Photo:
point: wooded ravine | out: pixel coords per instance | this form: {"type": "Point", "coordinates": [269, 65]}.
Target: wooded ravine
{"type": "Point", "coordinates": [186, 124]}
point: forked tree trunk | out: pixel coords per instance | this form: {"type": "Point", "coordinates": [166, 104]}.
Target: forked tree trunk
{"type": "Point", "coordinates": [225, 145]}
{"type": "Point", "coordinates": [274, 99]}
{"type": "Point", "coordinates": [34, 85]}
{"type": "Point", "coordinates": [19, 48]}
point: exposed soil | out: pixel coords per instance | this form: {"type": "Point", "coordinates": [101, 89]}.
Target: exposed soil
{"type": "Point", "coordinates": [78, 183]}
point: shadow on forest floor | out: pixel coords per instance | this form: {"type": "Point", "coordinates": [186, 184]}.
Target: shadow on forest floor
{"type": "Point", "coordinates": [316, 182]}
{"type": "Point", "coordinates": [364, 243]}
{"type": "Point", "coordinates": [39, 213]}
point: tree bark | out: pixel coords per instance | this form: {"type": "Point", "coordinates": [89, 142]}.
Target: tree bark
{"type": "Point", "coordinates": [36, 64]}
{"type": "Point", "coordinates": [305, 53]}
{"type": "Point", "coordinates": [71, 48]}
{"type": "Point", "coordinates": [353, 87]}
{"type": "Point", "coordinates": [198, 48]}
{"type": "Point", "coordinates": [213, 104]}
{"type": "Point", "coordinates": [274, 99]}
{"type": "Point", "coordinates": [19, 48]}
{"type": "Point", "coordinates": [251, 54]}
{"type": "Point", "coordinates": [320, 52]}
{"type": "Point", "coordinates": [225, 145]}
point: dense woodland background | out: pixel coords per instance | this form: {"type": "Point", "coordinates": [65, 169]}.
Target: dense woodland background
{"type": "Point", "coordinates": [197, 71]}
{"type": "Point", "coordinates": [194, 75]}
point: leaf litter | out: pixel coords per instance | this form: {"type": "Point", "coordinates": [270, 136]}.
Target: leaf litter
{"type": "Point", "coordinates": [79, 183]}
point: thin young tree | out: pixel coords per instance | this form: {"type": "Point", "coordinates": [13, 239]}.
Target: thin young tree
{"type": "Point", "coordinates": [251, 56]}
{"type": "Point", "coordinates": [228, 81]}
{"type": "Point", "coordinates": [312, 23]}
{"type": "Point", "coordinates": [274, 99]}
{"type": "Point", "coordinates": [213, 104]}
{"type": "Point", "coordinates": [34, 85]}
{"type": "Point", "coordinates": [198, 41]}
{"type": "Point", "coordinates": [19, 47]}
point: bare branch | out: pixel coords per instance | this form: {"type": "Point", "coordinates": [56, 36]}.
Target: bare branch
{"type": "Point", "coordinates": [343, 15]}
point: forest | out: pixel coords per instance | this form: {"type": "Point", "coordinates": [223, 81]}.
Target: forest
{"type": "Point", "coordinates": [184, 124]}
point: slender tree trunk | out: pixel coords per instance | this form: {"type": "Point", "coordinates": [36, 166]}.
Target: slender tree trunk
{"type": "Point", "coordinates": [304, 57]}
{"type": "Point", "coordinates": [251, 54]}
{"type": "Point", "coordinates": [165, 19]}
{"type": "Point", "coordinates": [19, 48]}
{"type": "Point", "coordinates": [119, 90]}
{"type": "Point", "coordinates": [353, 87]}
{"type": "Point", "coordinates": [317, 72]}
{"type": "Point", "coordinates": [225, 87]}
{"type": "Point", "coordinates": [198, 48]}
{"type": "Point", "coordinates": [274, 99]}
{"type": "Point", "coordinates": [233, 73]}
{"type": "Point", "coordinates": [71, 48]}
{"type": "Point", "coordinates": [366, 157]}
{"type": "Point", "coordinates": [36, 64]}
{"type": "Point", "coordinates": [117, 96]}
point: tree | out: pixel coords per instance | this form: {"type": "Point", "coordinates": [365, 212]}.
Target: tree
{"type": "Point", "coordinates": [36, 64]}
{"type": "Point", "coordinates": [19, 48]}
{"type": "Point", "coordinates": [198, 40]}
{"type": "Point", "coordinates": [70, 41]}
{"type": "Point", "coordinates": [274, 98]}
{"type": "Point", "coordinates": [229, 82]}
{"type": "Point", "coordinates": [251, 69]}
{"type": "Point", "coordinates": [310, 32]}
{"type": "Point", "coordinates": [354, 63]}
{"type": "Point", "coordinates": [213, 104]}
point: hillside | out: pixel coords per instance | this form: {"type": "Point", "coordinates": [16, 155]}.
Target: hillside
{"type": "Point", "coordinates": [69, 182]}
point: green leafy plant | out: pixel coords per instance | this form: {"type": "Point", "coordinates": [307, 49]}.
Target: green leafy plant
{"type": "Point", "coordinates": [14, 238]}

+ + + + + + +

> [AIM OF THE TASK]
Reformat the lines above as a numbered list, omitting any blank lines.

> [WORKED ANSWER]
1. Photo:
2. point: wooded ravine | out: pixel coords per instance | this form: {"type": "Point", "coordinates": [269, 65]}.
3. Target: wooded ravine
4. {"type": "Point", "coordinates": [186, 124]}
5. point: forked tree trunk | out: pixel coords per instance | this form: {"type": "Point", "coordinates": [166, 104]}.
6. Target: forked tree trunk
7. {"type": "Point", "coordinates": [225, 145]}
8. {"type": "Point", "coordinates": [274, 99]}
9. {"type": "Point", "coordinates": [34, 85]}
10. {"type": "Point", "coordinates": [19, 48]}
11. point: exposed soil | out: pixel coords per instance | this form: {"type": "Point", "coordinates": [101, 89]}.
12. Target: exposed soil
13. {"type": "Point", "coordinates": [78, 183]}
14. point: shadow on forest floor | out: pixel coords per instance | this form: {"type": "Point", "coordinates": [186, 184]}.
15. Target: shadow on forest floor
16. {"type": "Point", "coordinates": [316, 182]}
17. {"type": "Point", "coordinates": [364, 243]}
18. {"type": "Point", "coordinates": [39, 213]}
19. point: tree bark | out: pixel coords per instance | this form: {"type": "Point", "coordinates": [89, 142]}.
20. Target: tree bark
21. {"type": "Point", "coordinates": [36, 64]}
22. {"type": "Point", "coordinates": [305, 53]}
23. {"type": "Point", "coordinates": [71, 48]}
24. {"type": "Point", "coordinates": [353, 87]}
25. {"type": "Point", "coordinates": [198, 48]}
26. {"type": "Point", "coordinates": [213, 104]}
27. {"type": "Point", "coordinates": [274, 99]}
28. {"type": "Point", "coordinates": [19, 48]}
29. {"type": "Point", "coordinates": [251, 54]}
30. {"type": "Point", "coordinates": [320, 52]}
31. {"type": "Point", "coordinates": [225, 145]}
32. point: dense woodland background | out: pixel coords per instance | this form: {"type": "Point", "coordinates": [65, 169]}.
33. Target: dense woodland background
34. {"type": "Point", "coordinates": [197, 71]}
35. {"type": "Point", "coordinates": [194, 75]}
36. point: leaf litter | out: pixel coords per instance | this form: {"type": "Point", "coordinates": [270, 136]}.
37. Target: leaf litter
38. {"type": "Point", "coordinates": [79, 183]}
39. point: thin young tree | out: pixel coords per instance | this form: {"type": "Point", "coordinates": [13, 239]}.
40. Target: thin young tree
41. {"type": "Point", "coordinates": [251, 56]}
42. {"type": "Point", "coordinates": [228, 81]}
43. {"type": "Point", "coordinates": [312, 23]}
44. {"type": "Point", "coordinates": [274, 99]}
45. {"type": "Point", "coordinates": [213, 104]}
46. {"type": "Point", "coordinates": [34, 85]}
47. {"type": "Point", "coordinates": [198, 41]}
48. {"type": "Point", "coordinates": [19, 47]}
49. point: bare branch | out: pixel coords per instance | this form: {"type": "Point", "coordinates": [56, 36]}.
50. Target: bare branch
51. {"type": "Point", "coordinates": [343, 15]}
52. point: forest | out: pixel coords per instance | this form: {"type": "Point", "coordinates": [223, 81]}.
53. Target: forest
54. {"type": "Point", "coordinates": [184, 124]}
55. point: slender tree trunk | out: pixel coords per instance | this form: {"type": "Point", "coordinates": [36, 166]}.
56. Target: slender tree trunk
57. {"type": "Point", "coordinates": [304, 57]}
58. {"type": "Point", "coordinates": [251, 54]}
59. {"type": "Point", "coordinates": [165, 19]}
60. {"type": "Point", "coordinates": [19, 48]}
61. {"type": "Point", "coordinates": [119, 90]}
62. {"type": "Point", "coordinates": [353, 87]}
63. {"type": "Point", "coordinates": [317, 72]}
64. {"type": "Point", "coordinates": [225, 87]}
65. {"type": "Point", "coordinates": [198, 48]}
66. {"type": "Point", "coordinates": [274, 99]}
67. {"type": "Point", "coordinates": [233, 73]}
68. {"type": "Point", "coordinates": [71, 48]}
69. {"type": "Point", "coordinates": [366, 157]}
70. {"type": "Point", "coordinates": [36, 64]}
71. {"type": "Point", "coordinates": [117, 96]}
72. point: tree | out: pixel coords per instance | this form: {"type": "Point", "coordinates": [365, 212]}.
73. Target: tree
74. {"type": "Point", "coordinates": [36, 64]}
75. {"type": "Point", "coordinates": [19, 48]}
76. {"type": "Point", "coordinates": [198, 40]}
77. {"type": "Point", "coordinates": [70, 41]}
78. {"type": "Point", "coordinates": [274, 98]}
79. {"type": "Point", "coordinates": [229, 82]}
80. {"type": "Point", "coordinates": [251, 69]}
81. {"type": "Point", "coordinates": [310, 32]}
82. {"type": "Point", "coordinates": [354, 63]}
83. {"type": "Point", "coordinates": [213, 104]}
84. point: hillside | out: pixel coords per instance | this form: {"type": "Point", "coordinates": [16, 155]}.
85. Target: hillside
86. {"type": "Point", "coordinates": [69, 182]}
87. point: green leafy plant | out: pixel coords per instance | this form: {"type": "Point", "coordinates": [307, 49]}.
88. Target: green leafy plant
89. {"type": "Point", "coordinates": [14, 238]}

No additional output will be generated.